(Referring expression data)

+ + + + +

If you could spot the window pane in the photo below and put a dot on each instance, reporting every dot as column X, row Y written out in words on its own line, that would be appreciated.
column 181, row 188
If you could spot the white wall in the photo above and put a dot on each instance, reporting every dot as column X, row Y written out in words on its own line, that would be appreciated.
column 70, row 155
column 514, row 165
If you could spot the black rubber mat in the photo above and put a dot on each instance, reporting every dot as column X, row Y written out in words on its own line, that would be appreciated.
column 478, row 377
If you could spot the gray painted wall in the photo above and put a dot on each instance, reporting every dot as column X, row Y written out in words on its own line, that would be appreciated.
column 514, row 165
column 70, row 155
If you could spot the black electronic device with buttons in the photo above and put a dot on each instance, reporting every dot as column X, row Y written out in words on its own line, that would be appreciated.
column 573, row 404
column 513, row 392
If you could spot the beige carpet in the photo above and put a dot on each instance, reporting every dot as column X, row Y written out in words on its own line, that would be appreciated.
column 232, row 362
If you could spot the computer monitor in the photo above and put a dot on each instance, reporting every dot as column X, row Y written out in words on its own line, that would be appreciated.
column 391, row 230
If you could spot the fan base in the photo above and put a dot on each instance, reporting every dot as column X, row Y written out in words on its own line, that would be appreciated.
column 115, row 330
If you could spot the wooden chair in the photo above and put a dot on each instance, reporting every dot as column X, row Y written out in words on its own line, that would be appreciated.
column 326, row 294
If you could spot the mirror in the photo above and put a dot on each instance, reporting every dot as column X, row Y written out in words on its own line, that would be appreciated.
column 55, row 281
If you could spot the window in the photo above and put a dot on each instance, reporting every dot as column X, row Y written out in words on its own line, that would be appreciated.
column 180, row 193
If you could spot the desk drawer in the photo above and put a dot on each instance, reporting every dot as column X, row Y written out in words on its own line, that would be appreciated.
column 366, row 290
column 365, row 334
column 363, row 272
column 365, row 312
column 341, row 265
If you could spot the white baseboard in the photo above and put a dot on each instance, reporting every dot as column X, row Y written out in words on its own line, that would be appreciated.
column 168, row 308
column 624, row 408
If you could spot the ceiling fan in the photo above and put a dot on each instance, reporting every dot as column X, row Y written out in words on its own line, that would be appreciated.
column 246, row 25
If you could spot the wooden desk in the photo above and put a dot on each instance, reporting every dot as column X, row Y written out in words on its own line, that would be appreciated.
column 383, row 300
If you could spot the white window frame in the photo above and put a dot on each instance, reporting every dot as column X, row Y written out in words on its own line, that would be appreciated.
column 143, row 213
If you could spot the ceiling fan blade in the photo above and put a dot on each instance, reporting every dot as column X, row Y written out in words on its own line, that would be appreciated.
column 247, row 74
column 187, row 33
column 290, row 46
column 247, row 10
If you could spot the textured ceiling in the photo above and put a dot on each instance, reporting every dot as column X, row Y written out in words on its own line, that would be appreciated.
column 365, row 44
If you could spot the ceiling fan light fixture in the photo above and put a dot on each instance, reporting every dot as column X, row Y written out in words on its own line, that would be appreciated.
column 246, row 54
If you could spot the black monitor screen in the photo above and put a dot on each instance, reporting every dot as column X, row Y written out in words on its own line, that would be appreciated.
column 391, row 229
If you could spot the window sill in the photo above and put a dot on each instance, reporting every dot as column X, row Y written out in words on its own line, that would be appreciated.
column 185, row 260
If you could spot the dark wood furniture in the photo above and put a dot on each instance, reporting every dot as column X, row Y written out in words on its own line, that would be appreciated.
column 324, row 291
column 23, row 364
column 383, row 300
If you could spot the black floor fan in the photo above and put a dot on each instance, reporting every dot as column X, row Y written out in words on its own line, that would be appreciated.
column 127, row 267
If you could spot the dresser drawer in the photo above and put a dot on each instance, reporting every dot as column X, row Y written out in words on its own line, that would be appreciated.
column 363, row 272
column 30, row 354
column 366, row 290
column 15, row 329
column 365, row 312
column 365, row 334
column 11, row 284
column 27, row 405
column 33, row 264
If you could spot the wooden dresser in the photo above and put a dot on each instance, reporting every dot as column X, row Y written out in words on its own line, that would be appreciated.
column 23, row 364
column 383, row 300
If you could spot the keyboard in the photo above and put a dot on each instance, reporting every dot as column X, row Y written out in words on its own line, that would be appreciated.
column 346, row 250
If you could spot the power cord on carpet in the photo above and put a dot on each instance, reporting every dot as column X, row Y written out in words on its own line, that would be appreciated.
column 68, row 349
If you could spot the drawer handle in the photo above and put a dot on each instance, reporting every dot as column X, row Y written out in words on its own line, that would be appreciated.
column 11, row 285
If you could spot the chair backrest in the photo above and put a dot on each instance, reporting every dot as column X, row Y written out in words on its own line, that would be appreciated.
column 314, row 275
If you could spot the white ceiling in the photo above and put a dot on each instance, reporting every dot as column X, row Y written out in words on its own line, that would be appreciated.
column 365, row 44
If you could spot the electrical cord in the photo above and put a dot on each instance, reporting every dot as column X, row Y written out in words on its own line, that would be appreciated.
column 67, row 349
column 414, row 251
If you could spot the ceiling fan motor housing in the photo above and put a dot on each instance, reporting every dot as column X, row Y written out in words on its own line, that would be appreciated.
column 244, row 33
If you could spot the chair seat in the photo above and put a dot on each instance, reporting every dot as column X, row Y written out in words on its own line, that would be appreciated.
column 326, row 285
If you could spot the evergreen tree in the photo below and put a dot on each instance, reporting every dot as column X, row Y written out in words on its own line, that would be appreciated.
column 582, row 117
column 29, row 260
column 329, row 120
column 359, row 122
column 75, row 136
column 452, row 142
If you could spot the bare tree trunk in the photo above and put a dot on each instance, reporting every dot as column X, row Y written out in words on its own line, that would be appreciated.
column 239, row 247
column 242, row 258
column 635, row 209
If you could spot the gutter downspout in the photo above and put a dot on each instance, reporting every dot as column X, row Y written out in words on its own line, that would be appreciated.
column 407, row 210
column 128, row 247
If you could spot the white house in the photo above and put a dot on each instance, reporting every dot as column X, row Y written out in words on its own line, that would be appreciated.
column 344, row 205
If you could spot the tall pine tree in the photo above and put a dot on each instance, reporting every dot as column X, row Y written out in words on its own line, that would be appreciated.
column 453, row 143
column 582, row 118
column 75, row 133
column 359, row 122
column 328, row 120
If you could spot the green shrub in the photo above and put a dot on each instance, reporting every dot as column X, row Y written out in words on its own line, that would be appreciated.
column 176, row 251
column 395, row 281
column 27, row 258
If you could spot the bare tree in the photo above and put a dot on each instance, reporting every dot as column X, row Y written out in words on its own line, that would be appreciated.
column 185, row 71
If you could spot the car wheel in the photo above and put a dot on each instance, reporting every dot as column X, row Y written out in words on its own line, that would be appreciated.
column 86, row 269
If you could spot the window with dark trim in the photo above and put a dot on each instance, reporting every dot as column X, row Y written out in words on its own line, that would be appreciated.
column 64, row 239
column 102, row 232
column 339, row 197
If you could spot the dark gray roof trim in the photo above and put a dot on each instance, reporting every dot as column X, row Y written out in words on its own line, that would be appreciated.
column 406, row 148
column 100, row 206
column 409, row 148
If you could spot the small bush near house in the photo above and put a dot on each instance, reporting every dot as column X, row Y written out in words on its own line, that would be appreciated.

+ + + + +

▸ TASK OBJECTIVE: All of the lines above need to be given again exactly.

▸ EXERCISE RESPONSE:
If you could spot the window pane in the photo below and put a dot on each instance, reporting every dot as column X, row Y written out in words on its own line, that would be appreciated.
column 181, row 188
If you could spot the white wall in the photo above and put a dot on each instance, reporting every dot as column X, row Y written out in words on its own line, that would be appreciated.
column 70, row 155
column 514, row 165
If you could spot the black rubber mat in the photo above and put a dot on each instance, reporting every dot as column X, row Y written out in words on its own line, that would be appreciated.
column 478, row 377
If you could spot the gray painted wall in the photo above and put a dot on each instance, reporting every dot as column X, row Y written out in words on its own line, that would be appreciated.
column 514, row 165
column 70, row 155
If you could spot the black electronic device with buttons in the photo above and put a dot on each instance, reporting every dot as column X, row Y written out in words on its own line, that would be appreciated.
column 573, row 404
column 513, row 392
If you could spot the beige carpet in the photo above and put a dot on each instance, reporting every dot as column X, row Y written out in words on its own line, that would be appreciated.
column 232, row 362
If you could spot the computer monitor in the photo above and put a dot on each instance, reporting every dot as column X, row Y written out in words on its own line, that would be appreciated.
column 391, row 230
If you could spot the fan base in the photo above and put a dot on each instance, reporting every dot as column X, row Y written out in words on its own line, that would be appreciated.
column 115, row 330
If you could spot the wooden chair in the photo above and put a dot on each instance, reporting every dot as column X, row Y written out in words on its own line, that would be appreciated.
column 326, row 294
If you could spot the mirror in the photo above and put a dot on each instance, reporting every dot as column X, row Y written out in words on its own line, that would be appreciated.
column 55, row 281
If you could spot the window in the photo above and put a dot on each instance, reporting every dot as column X, row Y written out in words on its own line, that would be appreciated.
column 180, row 193
If you could spot the desk drawer in the photo above and put a dot on each instance, reporting every dot as column X, row Y written out in words on its own line, that would be appreciated.
column 366, row 290
column 365, row 334
column 363, row 272
column 365, row 312
column 341, row 265
If you could spot the white baseboard in the photo above and put a dot on each instance, reporting every dot as column X, row Y written out in words on its own line, that would be appreciated.
column 168, row 308
column 624, row 408
If you could spot the ceiling fan in the photo above and put a dot on each instance, reporting every dot as column X, row Y written out in words on its own line, that would be appreciated.
column 246, row 25
If you could spot the wooden desk in the photo above and put a dot on each instance, reporting every dot as column X, row Y written out in words on its own line, that would be appreciated.
column 383, row 300
If you could spot the white window frame in the photo above and put a dot on each instance, reporting every dot as column X, row Y written out in words on its own line, that would be appreciated.
column 143, row 213
If you could spot the ceiling fan blade in the photo above and put a dot on each instance, reporting every dot as column X, row Y written out in words on its own line, that would be appreciated.
column 247, row 74
column 187, row 33
column 290, row 46
column 247, row 10
If you could spot the textured ceiling in the photo above and put a dot on each instance, reporting every dot as column X, row Y written out in words on its own line, that would be appreciated.
column 365, row 44
If you could spot the ceiling fan light fixture in the photo above and put a dot on each instance, reporting every dot as column X, row Y written out in words on its own line, that would be appreciated.
column 246, row 54
If you could spot the black monitor screen in the photo above and put a dot on each instance, reporting every dot as column X, row Y written out in words on its own line, that would be appreciated.
column 391, row 229
If you could spot the window sill in the photo above and put a dot on each instance, reporting every dot as column X, row Y written out in words on its own line, that would be appreciated.
column 185, row 260
If you could spot the dark wood furniture in the photo above and put a dot on each instance, reporting every dot as column X, row Y written out in words on its own line, that would be appreciated.
column 324, row 291
column 23, row 364
column 383, row 300
If you could spot the black floor fan in the photo above and put a dot on each instance, reporting every dot as column X, row Y written out in words on its own line, that would be appreciated.
column 127, row 267
If you could spot the dresser drawer in the photo above and put a dot on each instance, reporting every dot as column X, row Y written out in words on its own line, that would be appreciated.
column 363, row 272
column 30, row 354
column 366, row 290
column 15, row 329
column 365, row 312
column 365, row 334
column 11, row 284
column 27, row 405
column 33, row 264
If you could spot the wooden dresser in the photo above and put a dot on each instance, reporting every dot as column X, row Y written out in words on its own line, that would be appreciated.
column 23, row 364
column 383, row 300
If you could spot the keyboard in the photo above and put a dot on each instance, reporting every dot as column X, row Y written out in words on its own line, that would be appreciated.
column 346, row 250
If you could spot the power cord on carpet in the photo above and put a dot on each instance, reporting every dot as column X, row Y written out in words on its own line, that would be appreciated.
column 68, row 349
If you could spot the drawer handle in the photo above and put a dot on each instance, reporting every dot as column X, row Y written out in words on its own line, that would be appreciated.
column 11, row 285
If you could spot the chair backrest in the photo above and put a dot on each instance, reporting every dot as column X, row Y written out in words on its own line, that would be appreciated.
column 314, row 275
If you could spot the white ceiling in the photo above and put a dot on each instance, reporting every dot as column X, row Y written out in words on its own line, that would be appreciated.
column 365, row 44
If you could spot the electrical cord in the photo above and put a dot on each instance, reporting every dot as column X, row Y written out in words on its own line, that would be appreciated.
column 67, row 349
column 414, row 251
If you could spot the ceiling fan motor housing in the photo above and put a dot on each instance, reporting every dot as column X, row Y written out in words on its own line, that would be appreciated.
column 244, row 33
If you could spot the chair seat in the photo above and put a dot on each instance, reporting every dot as column X, row Y written out in words on its own line, that would be appreciated.
column 326, row 285
If you could spot the evergreen tree in the photo below and put a dot on each instance, reporting every dot as column X, row Y written out in words on its own line, that would be appreciated.
column 582, row 117
column 29, row 260
column 329, row 120
column 359, row 122
column 75, row 136
column 452, row 142
If you could spot the bare tree trunk in the photo above and put a dot on each instance, reporting every dot as column X, row Y written out in words on its own line, that would be appreciated.
column 239, row 247
column 242, row 258
column 635, row 209
If you could spot the gutter downspout in the photo above and put a dot on each instance, reporting every dot as column X, row Y written out in words on its own line, that would be appreciated.
column 407, row 210
column 128, row 247
If you could spot the white house in the photo above and put a dot on each instance, reporting every dot as column X, row Y written out in words on its own line, that would be appreciated.
column 344, row 205
If you could spot the tall pine tree in the photo above and put a dot on each instance, reporting every dot as column X, row Y written out in words on its own line, that would be appreciated.
column 453, row 143
column 582, row 118
column 75, row 133
column 359, row 122
column 328, row 120
If you could spot the green shrub in the photo above and put a dot on each instance, reporting every dot as column X, row Y written out in words on its own line, that would be appreciated.
column 176, row 251
column 395, row 281
column 27, row 258
If you could spot the bare tree in the photo above and put a dot on each instance, reporting every dot as column X, row Y written out in words on its own line, that would be appreciated.
column 185, row 71
If you could spot the car wheel in the photo above and put a dot on each instance, reporting every dot as column X, row Y written out in words on its own line, that would be appreciated.
column 86, row 269
If you could spot the window with dark trim in the photo above and put a dot on each instance, reporting every dot as column X, row Y written out in words on its own line, that would be appreciated.
column 64, row 239
column 102, row 232
column 339, row 197
If you could spot the dark gray roof trim in the photo above and put a dot on each instance, reporting every dot as column X, row Y written out in words on its own line, that would be appreciated.
column 406, row 148
column 100, row 206
column 409, row 148
If you could spot the small bush near house in the photo above and put a dot on each instance, reporting every dot as column X, row Y written out in words on its own line, that would be appreciated.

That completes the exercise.